Exercise requirements: Format the lines of the entries below that begin with the one containing "Identify a point on every instance of the tree" and end with the one containing "Identify a point on every instance of the horse's foreleg", both included, as a numbered list with blank lines omitted and no other lines added.

Records for processing:

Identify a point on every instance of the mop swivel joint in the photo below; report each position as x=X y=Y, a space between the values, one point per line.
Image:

--

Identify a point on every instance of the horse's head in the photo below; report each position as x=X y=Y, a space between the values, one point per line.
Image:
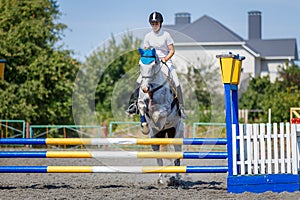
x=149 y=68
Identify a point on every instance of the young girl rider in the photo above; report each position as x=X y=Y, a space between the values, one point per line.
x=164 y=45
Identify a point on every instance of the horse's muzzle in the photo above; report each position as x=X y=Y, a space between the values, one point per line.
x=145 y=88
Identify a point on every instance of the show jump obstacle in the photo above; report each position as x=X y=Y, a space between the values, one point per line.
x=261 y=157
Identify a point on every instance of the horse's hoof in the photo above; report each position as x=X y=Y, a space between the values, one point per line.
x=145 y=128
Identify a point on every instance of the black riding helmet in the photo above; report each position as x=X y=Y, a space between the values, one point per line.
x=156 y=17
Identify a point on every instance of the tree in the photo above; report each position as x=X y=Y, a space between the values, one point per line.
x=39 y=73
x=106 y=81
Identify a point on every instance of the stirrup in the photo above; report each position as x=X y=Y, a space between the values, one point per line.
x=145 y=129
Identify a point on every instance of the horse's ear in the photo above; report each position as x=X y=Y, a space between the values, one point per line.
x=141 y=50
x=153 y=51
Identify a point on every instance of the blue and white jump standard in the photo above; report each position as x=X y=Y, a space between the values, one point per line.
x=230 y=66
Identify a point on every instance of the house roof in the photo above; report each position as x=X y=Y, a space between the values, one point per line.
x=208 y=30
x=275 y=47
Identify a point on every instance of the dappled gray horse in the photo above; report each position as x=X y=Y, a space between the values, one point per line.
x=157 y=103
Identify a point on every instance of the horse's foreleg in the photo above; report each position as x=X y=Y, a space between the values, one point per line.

Solution to this problem:
1. Identify a point on every instance of the tree in the photo above; report each position as x=X y=Y, a space between the values, one point per line.
2. x=39 y=73
3. x=106 y=81
4. Identify a point on every instance of the stirrup in the photo above; report each position as x=X y=Y, a space between the values, one point per line.
5. x=145 y=129
6. Identify a point on every instance of the horse's ear in the photo above; report each position as x=X y=Y, a space between the values, one point per line.
7. x=141 y=50
8. x=153 y=51
9. Identify a point on every instance of the blue and white jump standard in the photo above; report each position as x=X y=Y, a space between the values, one point per line.
10. x=230 y=66
11. Identify a point on every instance of the house roof in the photo above; report each position as x=X y=Y, a space between the values, one point per line.
12. x=208 y=30
13. x=275 y=47
14. Identify a point on every instance of the dappled gray horse in the photo above; report each position as x=X y=Y, a space between the values, one point per line.
15. x=157 y=103
16. Identify a point on every instance of the horse's foreleg in the photo above; report each position as x=X y=Y, a space between the values, one point per line.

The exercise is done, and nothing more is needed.